▸ SUA TAREFA
Segundo o trecho sobre artigos científicos falsos, quais foram os três indicadores de falta de veracidade analisados pela equipe de Sabel?

▸ TRECHO DO TEXTO
========

Bernard A. Sabel, neuropsicólogo do Instituto de Psicologia Médica da Universidade de Magdeburgo, Alemanha, é o líder do estudo. Com três colegas, Sabel mandou questionários para autores de mais de 15 mil artigos. Com base nas respostas ou falta de resposta, analisaram três indicadores de falta de veracidade: e-mail privado do autor, coautor internacional e afiliação a hospital. Outros fatores considerados foram a data da publicação (o corte foi de 2010 a 2020), o periódico ou revista acadêmica, o fator de impacto (uma medida da influência de artigos e revistas baseada em quantas vezes são citados na literatura científica) e o país de origem do autor. Além disso, Sabel e colaboradores tinham à sua disposição uma lista de 400 artigos falsos já conhecidos como tal e 400 verdadeiros, para comparação.

Eles propuseram que suas regras baseadas nos três indicadores principais acertam em diagnosticar um artigo como falso em 9 a cada 10 tentativas. O e-mail, por exemplo, seria útil porque autores de artigos falsos tendem a usar endereços privados de e-mail, em vez de institucionais, ligados a universidades e centros de pesquisa. A proporção de artigos falsos de 2010, com base na amostra, seria de 16%, o que teria subido para 28% em 2020 — o valor pode chegar a 34%, mais de um terço das publicações na área. Os autores comentam que “a escala e proliferação de publicações falsas na biomedicina pode prejudicar a confiança na ciência, colocar em risco a saúde pública e impactar o gasto e segurança na economia”.

========

▸ DADOS FORNECIDOS
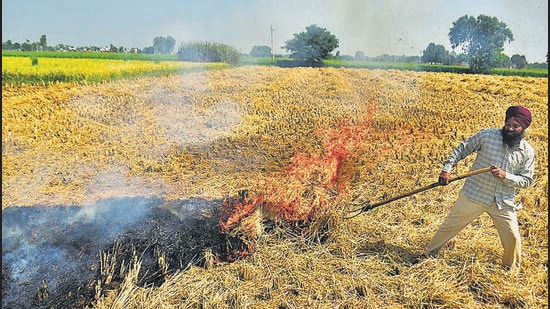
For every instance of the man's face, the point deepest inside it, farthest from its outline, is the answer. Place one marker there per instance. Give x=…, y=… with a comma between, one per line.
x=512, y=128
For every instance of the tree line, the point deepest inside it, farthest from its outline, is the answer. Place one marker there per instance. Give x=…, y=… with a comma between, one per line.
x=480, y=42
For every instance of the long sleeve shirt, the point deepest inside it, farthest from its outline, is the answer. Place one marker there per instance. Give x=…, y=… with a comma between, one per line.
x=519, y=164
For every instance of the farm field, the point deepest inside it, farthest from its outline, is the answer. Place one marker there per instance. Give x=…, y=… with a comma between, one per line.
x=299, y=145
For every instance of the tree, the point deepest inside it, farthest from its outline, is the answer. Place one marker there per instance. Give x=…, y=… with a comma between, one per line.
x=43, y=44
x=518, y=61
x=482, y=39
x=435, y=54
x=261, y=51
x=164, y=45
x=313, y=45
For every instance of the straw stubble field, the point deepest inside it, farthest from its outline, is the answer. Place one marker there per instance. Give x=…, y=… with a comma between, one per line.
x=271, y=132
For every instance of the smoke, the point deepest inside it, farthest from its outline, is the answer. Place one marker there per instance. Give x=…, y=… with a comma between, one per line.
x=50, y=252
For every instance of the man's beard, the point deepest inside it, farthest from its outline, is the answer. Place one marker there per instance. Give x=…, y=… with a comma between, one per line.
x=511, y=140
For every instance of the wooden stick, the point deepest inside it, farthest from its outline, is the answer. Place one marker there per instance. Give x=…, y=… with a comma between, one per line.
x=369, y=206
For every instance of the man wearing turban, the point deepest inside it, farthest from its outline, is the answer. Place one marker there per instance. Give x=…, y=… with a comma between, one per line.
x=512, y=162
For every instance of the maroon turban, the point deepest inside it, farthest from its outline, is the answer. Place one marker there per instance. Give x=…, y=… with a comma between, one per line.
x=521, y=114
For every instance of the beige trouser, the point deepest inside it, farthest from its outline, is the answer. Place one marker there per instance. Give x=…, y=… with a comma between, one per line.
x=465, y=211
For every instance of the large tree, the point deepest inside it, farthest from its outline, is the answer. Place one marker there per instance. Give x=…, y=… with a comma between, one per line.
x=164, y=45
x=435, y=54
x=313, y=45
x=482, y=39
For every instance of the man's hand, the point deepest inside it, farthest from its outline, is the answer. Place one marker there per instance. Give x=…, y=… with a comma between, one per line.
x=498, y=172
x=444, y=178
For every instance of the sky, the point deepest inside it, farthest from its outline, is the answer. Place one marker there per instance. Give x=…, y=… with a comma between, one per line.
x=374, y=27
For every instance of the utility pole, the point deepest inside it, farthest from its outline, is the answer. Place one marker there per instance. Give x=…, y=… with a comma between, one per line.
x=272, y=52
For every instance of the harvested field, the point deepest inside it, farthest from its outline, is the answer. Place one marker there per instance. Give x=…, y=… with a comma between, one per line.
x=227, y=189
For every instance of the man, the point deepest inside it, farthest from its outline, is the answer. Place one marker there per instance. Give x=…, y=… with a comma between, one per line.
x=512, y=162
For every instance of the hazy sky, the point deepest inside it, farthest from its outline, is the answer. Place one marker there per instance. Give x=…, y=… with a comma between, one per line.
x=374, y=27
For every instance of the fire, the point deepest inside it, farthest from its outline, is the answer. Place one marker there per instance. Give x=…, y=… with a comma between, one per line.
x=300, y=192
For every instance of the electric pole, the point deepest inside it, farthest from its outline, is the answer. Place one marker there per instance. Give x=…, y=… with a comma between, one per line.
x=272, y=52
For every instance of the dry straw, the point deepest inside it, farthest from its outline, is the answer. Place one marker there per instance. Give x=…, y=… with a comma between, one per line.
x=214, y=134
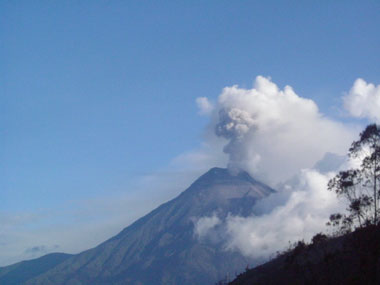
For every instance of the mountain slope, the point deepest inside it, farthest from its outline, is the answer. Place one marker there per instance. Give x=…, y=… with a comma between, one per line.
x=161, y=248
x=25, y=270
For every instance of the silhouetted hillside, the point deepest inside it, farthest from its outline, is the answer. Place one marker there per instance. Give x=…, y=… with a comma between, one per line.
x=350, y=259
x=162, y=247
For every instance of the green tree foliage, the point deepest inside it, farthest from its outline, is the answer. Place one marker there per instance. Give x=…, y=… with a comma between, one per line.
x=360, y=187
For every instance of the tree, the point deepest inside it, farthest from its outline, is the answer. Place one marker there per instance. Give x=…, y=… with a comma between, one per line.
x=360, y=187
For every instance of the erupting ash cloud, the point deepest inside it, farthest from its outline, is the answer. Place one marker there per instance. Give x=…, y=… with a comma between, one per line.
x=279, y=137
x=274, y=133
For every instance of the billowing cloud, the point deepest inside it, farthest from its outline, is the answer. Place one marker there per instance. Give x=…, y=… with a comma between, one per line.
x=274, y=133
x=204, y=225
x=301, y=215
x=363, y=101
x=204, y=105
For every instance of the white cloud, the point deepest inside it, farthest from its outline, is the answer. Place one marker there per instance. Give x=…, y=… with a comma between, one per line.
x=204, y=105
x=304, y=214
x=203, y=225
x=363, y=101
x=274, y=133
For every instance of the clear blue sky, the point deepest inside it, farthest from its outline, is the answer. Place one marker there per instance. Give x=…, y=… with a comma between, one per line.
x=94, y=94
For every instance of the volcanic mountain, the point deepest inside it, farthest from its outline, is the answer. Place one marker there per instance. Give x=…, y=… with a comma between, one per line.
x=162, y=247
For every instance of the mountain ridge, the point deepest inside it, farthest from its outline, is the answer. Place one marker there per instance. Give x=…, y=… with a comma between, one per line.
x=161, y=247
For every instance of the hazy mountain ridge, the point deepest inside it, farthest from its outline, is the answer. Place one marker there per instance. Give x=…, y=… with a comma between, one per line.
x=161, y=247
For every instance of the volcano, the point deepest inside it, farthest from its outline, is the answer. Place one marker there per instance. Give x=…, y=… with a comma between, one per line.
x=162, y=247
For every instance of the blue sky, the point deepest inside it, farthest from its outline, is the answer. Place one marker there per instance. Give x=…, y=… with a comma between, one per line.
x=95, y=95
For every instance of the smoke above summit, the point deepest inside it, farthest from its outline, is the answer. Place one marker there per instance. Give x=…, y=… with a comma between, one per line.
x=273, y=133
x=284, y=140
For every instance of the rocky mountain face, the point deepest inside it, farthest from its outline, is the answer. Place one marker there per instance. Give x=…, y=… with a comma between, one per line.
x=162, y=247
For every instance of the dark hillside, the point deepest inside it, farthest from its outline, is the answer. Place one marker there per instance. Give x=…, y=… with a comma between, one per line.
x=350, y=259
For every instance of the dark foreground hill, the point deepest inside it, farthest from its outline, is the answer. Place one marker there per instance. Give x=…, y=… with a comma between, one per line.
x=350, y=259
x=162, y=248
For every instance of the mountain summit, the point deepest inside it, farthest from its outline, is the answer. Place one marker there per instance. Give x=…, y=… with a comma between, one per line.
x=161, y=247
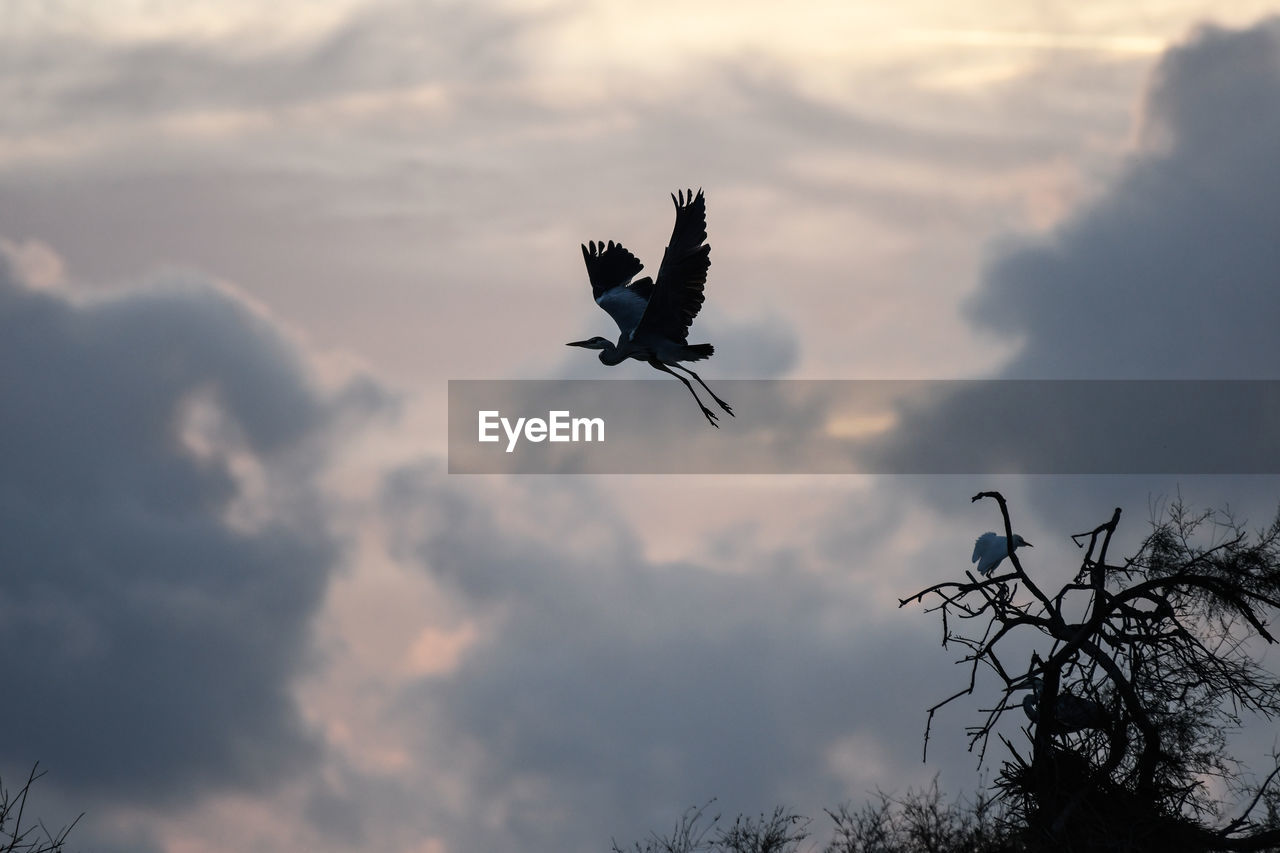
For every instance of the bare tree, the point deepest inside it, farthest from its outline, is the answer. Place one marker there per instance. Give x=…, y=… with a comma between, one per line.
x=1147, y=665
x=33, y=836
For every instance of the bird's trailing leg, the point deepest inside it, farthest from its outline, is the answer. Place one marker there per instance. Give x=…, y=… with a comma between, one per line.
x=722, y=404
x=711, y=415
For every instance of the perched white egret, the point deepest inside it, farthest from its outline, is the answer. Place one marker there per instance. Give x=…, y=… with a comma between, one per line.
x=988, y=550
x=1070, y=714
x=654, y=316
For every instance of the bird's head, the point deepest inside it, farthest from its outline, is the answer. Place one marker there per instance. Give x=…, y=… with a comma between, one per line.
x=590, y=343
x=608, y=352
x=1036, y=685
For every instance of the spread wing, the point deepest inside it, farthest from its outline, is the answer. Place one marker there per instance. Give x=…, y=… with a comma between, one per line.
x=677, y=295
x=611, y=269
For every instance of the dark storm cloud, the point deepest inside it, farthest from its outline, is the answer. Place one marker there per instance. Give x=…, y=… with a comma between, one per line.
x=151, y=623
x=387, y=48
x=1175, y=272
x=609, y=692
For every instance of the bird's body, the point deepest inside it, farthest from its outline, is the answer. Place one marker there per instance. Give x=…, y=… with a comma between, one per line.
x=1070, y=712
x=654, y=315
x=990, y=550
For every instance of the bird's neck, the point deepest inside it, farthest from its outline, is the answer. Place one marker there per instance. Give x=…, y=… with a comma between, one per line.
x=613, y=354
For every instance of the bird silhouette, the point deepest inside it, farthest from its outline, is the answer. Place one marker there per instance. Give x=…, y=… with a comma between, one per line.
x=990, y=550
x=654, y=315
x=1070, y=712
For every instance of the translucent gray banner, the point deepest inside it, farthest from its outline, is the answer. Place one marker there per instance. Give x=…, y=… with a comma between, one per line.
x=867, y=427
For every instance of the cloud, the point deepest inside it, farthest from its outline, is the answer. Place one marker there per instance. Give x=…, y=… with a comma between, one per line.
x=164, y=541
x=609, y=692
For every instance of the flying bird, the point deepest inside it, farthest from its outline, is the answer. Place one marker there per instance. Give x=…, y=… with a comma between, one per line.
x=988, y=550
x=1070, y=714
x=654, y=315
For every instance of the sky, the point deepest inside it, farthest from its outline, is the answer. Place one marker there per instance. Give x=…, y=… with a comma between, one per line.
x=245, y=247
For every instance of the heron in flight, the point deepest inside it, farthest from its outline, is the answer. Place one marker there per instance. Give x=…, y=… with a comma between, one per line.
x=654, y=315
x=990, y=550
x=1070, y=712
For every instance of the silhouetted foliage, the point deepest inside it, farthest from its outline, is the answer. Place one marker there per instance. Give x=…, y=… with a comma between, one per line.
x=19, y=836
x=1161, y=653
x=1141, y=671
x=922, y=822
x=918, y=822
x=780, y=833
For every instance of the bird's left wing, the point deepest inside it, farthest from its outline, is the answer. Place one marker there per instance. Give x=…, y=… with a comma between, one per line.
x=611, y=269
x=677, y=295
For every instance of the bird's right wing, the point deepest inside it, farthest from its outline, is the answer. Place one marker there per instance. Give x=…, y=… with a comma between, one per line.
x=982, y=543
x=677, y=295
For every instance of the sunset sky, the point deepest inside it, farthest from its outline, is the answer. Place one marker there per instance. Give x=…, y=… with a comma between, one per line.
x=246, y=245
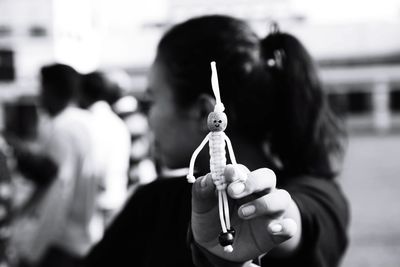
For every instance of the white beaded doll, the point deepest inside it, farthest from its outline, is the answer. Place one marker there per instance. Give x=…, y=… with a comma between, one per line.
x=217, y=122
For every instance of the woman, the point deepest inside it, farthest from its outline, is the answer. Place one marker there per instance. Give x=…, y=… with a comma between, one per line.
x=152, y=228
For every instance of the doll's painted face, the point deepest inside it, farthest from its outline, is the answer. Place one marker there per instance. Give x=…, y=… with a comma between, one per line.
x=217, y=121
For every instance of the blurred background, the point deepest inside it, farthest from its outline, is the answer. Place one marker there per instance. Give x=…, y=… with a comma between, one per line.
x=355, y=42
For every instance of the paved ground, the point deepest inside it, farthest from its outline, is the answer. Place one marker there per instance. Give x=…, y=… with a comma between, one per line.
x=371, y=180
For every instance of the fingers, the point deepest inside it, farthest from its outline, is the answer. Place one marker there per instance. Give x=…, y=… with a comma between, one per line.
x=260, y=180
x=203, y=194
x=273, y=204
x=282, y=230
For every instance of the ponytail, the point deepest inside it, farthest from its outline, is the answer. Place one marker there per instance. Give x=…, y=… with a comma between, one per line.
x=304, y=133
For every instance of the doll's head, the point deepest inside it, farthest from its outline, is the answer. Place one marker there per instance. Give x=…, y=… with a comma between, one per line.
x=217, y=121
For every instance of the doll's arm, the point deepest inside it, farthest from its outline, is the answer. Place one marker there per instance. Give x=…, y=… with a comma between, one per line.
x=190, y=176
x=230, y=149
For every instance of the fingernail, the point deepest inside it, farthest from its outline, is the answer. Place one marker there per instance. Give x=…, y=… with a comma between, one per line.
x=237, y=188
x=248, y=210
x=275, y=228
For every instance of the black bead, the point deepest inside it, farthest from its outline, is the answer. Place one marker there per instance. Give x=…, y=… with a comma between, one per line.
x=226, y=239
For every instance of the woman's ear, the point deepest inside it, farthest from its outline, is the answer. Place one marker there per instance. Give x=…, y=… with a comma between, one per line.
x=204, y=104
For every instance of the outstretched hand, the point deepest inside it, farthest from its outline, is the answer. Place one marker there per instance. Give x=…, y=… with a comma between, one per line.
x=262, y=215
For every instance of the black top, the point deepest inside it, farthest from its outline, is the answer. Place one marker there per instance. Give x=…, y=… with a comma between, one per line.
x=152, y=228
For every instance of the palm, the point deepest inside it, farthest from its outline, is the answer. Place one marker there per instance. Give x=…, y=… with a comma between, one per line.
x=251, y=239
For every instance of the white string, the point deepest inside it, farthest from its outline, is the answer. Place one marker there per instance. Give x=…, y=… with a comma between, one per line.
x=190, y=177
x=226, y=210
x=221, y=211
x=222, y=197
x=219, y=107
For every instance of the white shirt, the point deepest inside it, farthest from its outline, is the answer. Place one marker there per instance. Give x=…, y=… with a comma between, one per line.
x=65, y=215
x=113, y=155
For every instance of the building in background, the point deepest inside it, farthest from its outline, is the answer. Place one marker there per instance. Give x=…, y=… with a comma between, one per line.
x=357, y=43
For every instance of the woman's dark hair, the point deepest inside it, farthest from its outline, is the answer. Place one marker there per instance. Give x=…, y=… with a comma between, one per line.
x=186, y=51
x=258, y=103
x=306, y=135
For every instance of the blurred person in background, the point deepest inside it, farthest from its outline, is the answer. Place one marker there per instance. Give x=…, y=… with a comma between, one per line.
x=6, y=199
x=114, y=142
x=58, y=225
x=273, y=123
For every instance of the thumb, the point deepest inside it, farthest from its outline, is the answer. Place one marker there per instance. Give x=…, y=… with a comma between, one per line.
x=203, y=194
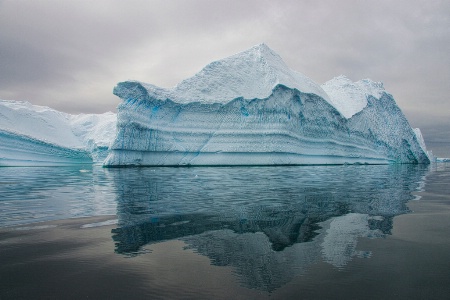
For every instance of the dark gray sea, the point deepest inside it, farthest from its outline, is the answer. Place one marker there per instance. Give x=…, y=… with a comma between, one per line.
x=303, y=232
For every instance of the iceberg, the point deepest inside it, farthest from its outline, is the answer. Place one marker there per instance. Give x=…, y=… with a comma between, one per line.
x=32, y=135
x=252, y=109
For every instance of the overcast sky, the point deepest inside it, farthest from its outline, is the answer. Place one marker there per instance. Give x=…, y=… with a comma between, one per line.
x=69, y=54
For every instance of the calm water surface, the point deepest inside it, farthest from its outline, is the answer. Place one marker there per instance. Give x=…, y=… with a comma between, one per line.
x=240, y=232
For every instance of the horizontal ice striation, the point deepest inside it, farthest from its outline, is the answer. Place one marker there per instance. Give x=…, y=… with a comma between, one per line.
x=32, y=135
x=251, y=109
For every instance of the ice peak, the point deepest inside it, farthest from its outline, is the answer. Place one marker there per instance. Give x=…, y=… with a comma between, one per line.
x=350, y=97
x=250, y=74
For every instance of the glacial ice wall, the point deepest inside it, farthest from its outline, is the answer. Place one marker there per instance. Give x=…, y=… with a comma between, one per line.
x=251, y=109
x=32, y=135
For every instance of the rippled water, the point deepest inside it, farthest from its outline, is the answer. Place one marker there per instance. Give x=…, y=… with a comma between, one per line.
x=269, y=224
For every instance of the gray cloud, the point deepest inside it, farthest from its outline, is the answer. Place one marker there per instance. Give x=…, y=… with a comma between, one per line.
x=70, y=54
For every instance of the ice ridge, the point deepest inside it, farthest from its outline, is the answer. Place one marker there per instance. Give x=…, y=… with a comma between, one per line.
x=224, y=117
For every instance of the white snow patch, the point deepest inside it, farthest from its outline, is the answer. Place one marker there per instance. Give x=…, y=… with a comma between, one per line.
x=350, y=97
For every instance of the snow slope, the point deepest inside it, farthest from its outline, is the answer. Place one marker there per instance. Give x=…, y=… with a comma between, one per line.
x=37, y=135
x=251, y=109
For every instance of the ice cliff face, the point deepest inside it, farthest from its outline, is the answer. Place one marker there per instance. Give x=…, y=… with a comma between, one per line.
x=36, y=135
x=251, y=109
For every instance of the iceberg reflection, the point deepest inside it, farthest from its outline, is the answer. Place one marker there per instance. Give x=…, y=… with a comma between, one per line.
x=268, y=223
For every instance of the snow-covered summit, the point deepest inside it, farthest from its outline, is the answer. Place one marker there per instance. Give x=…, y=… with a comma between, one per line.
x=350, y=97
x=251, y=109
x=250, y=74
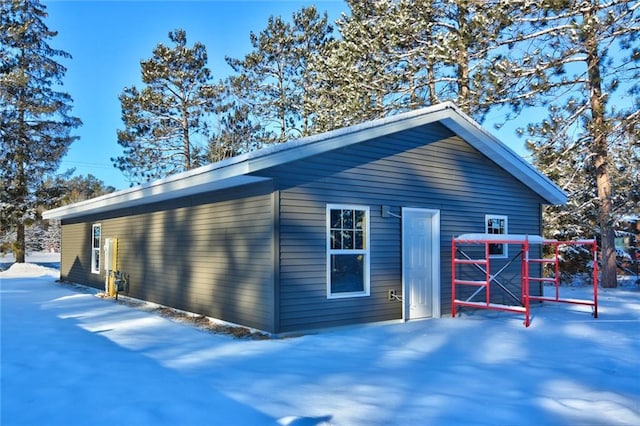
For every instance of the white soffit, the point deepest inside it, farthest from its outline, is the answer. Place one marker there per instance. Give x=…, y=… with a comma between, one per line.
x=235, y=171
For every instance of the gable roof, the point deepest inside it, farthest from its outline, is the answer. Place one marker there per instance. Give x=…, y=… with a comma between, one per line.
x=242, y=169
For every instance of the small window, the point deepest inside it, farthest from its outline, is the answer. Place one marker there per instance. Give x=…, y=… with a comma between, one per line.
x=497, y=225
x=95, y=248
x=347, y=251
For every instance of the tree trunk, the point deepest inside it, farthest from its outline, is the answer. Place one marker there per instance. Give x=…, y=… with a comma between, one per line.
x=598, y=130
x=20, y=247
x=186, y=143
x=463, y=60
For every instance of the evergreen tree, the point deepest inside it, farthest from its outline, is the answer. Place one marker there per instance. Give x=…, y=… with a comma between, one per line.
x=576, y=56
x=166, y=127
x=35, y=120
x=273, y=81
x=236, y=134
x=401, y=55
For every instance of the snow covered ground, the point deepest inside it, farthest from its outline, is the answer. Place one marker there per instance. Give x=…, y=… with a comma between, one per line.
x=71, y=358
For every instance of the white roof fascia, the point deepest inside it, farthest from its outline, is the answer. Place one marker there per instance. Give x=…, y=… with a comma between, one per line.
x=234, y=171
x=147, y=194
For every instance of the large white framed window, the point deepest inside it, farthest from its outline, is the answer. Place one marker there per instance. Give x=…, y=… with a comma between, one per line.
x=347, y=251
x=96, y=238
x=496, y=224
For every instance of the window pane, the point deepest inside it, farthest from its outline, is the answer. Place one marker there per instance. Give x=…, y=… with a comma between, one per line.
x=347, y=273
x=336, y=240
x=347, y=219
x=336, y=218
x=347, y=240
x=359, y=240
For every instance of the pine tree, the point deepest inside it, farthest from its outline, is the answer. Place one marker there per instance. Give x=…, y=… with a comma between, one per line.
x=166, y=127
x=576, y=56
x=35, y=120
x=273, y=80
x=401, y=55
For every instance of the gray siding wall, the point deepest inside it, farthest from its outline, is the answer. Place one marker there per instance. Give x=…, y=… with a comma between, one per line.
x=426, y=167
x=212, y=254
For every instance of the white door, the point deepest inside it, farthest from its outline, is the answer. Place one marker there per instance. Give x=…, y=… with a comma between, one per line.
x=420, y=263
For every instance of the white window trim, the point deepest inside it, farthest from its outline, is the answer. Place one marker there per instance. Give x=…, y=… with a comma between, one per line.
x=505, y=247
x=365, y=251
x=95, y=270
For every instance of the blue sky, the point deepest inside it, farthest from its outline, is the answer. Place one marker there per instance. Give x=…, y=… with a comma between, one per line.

========

▸ RESULTADO
E-mail privado do autor, coautor internacional e afiliação a hospital.